From all accounts, the Prime Minister and his team have been unable thus far to meet the challenge posed by the clean and clear opposition to the farm bills from ordinary farmers and their quickly emerging and evolving leadership. Unlike the establishment, the farmers do not have access to the unlimited resources, superior organisation skills or the communications reach of officialdom. Yet, they have been able to present their case in a language and with stories that hit back hard at the makers of these laws, ridiculing in particular the Prime Minister and his party, but also raising serious issues that have got many in India rethinking the merits of not only these laws but a lot else about the Narendra Modi style and manner of working.
Why is the powerful administration of the day, put in place by an overwhelming majority that was won only two years ago, unable to respond to the strong voices against the farm bills? So much has been written about the so-called legendary communication skills of the Prime Minister, yet he pales in front of the roaring rhetoric and upbeat imagery emerging from protest camps that are alive with ideas and imagination. Irrespective of the merits or demerits of the case, or the eventual outcome of the protests, the triumph of the protestors in setting the agenda and pushing their point at least in the immediate is evident.

## Things to do
1) Change "Point out" to "Locate" in the part of the records that opens with the line containing "Point out the woman with" and closes with the line containing "(1217, 753)". Give back only those lines, with nothing else altered.
2) Continue the passage on the farmers' protests against the farm bills from the point where it stops.
The passage and the stored records are unrelated to each other.

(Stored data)

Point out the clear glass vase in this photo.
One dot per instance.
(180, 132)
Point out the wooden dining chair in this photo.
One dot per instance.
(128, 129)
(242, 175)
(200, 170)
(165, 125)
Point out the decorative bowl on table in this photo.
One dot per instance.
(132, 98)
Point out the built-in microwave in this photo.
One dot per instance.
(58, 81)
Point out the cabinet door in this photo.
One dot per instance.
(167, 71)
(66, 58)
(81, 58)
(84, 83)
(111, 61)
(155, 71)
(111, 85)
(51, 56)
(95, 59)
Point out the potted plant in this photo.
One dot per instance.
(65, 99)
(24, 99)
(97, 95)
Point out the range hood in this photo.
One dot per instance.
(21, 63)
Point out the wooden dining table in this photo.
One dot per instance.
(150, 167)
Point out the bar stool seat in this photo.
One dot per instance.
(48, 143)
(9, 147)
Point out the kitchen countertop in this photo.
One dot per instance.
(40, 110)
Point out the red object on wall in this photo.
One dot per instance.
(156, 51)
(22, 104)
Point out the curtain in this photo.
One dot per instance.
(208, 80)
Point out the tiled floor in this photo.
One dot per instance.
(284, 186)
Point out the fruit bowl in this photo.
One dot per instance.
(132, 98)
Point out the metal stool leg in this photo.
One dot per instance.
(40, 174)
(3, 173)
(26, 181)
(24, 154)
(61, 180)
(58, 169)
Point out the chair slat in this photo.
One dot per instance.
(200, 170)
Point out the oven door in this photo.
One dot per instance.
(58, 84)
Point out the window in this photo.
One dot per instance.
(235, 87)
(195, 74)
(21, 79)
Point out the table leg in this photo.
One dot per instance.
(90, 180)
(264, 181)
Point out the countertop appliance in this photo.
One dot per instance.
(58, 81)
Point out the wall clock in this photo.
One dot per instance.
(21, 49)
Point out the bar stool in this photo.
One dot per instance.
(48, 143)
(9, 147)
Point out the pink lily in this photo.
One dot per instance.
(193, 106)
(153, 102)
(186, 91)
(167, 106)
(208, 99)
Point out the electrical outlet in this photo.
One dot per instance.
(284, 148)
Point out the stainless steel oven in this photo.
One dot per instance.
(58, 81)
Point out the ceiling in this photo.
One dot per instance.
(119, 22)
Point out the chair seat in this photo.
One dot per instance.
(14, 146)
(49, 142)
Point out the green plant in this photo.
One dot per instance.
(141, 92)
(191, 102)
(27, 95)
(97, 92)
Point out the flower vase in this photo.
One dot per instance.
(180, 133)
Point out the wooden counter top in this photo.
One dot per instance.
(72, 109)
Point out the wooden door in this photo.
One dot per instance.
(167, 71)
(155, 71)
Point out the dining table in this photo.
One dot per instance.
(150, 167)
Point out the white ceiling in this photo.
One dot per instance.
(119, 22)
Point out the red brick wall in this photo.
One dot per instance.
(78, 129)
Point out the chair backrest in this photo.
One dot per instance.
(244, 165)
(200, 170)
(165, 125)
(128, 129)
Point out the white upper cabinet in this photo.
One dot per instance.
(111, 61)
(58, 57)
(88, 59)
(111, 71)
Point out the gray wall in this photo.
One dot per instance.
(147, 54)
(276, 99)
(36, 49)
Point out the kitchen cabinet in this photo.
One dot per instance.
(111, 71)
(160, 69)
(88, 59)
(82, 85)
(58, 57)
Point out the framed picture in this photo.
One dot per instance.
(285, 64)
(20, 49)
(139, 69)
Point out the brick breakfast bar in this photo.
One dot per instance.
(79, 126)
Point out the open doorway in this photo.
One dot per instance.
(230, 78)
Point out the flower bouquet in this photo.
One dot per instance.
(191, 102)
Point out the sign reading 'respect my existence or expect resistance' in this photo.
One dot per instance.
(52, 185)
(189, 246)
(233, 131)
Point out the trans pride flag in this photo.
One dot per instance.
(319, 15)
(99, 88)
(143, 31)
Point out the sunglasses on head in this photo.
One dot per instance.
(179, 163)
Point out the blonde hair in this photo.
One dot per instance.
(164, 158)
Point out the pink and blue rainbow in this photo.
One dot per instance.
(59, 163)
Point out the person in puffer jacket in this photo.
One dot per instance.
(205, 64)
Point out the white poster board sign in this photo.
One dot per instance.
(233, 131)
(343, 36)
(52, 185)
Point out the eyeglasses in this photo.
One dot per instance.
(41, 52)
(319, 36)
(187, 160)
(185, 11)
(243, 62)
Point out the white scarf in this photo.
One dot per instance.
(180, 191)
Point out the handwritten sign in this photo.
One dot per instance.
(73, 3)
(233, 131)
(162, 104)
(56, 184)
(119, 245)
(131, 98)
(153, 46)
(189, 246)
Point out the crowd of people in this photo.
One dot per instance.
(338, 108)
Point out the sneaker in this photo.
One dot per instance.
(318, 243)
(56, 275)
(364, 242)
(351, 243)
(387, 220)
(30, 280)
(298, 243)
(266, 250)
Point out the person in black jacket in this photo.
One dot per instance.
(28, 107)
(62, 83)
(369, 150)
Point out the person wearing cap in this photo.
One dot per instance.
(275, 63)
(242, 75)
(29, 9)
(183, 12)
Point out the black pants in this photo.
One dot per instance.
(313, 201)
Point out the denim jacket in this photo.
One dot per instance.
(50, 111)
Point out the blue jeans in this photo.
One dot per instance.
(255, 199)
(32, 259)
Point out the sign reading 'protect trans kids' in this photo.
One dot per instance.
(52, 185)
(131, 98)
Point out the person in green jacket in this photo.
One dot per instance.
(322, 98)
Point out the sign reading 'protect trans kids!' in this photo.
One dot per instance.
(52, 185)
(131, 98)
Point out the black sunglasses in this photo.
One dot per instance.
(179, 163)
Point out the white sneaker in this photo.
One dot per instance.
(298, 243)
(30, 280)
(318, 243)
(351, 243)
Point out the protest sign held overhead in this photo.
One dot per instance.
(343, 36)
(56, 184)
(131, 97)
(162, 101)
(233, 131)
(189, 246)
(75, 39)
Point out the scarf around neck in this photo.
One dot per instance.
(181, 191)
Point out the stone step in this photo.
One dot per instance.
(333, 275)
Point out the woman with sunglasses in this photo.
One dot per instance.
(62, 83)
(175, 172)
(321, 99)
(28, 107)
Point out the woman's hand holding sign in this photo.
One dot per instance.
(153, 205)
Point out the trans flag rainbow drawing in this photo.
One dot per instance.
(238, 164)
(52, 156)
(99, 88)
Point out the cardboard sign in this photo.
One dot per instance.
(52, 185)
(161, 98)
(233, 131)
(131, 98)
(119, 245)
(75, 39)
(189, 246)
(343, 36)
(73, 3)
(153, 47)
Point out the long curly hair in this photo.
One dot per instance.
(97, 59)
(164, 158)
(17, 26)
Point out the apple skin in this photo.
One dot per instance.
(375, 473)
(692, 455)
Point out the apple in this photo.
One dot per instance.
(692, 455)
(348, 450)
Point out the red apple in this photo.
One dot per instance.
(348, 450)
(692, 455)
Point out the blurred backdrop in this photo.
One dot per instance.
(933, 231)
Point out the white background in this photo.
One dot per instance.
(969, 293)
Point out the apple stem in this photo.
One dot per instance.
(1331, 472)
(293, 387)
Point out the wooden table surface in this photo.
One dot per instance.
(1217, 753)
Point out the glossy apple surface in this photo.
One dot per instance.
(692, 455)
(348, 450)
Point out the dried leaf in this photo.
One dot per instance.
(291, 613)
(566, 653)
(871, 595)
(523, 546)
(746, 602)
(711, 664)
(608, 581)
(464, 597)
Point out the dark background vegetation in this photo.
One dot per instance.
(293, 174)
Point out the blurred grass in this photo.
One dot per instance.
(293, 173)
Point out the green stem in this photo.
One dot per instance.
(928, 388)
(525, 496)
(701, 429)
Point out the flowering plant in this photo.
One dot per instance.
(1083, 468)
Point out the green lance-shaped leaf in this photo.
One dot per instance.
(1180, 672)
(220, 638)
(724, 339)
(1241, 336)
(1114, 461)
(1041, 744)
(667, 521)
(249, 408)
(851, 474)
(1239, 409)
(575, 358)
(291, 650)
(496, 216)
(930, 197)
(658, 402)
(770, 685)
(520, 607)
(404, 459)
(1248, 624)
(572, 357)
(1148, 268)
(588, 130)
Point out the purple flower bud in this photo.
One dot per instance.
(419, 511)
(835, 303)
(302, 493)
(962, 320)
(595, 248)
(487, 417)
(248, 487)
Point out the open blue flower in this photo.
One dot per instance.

## Task answers
1)
Locate the woman with sunglasses in this photo.
One dot per instance.
(62, 83)
(175, 172)
(321, 99)
(28, 107)
Locate the woman's hand holding sign in this photo.
One dot per instance.
(153, 205)
Locate the trans flag rainbow drawing in this photo.
One dot per instance.
(238, 164)
(52, 156)
(99, 88)
Locate the cardboard sign in this photo.
One dot per instance.
(52, 185)
(161, 98)
(233, 131)
(131, 98)
(119, 245)
(75, 39)
(189, 246)
(343, 36)
(73, 3)
(153, 47)
Locate the long curly hair in this photo.
One dot per instance.
(97, 59)
(164, 158)
(17, 26)
Locate the apple skin in this photo.
One dot per instance.
(375, 473)
(692, 455)
Locate the apple in this photo.
One dot per instance.
(692, 455)
(348, 450)
Locate the red apple in this photo.
One dot per instance.
(348, 450)
(692, 455)
Locate the blurred backdrop in this photo.
One dot per instance.
(933, 231)
Locate the white background in this photo.
One dot per instance.
(969, 293)
Locate the apple stem in this photo.
One dot per instance.
(1331, 472)
(293, 387)
Locate the wooden table surface in this photo.
One dot per instance.
(1217, 753)

2)
It can be seen in the way the story of an allegedly sold-out establishment and party has travelled and caught wind, in the way the police has been used to try and tame the protests and the way charges of sedition are being thrown around in attempts to use administrative guile and power to secure political process. As Yogendra Yadav put it: “The government is adopting all the repressive measures, mischief and manipulation including arrests, detentions and registration of cases against the protestors. The Singhu border has been fortified and appears to be an international border.”
Yet, the farmers’ agitation has grown and sustained over a long enough period of time to become the most potent and powerful challenge to the leadership of Narendra Modi and his brute majority in Parliament. Protests have now continued for over 100 days, have led to the loss of several lives from among the protestors and this has only increased the resolve of the farmers and got more people and groups over to their side as newer alliances are tested and built. This celebrates the idea of active resistance against an overbearing authority, particularly in these times when the brute majority is prone to excesses and does not hesitate to push any and every button to make its point and get its way. At another level, we can despair at the ease with which this force is being used and the lack of any pushback from among our institutions or even within the BJP that is known to talk so much about inner party democracy.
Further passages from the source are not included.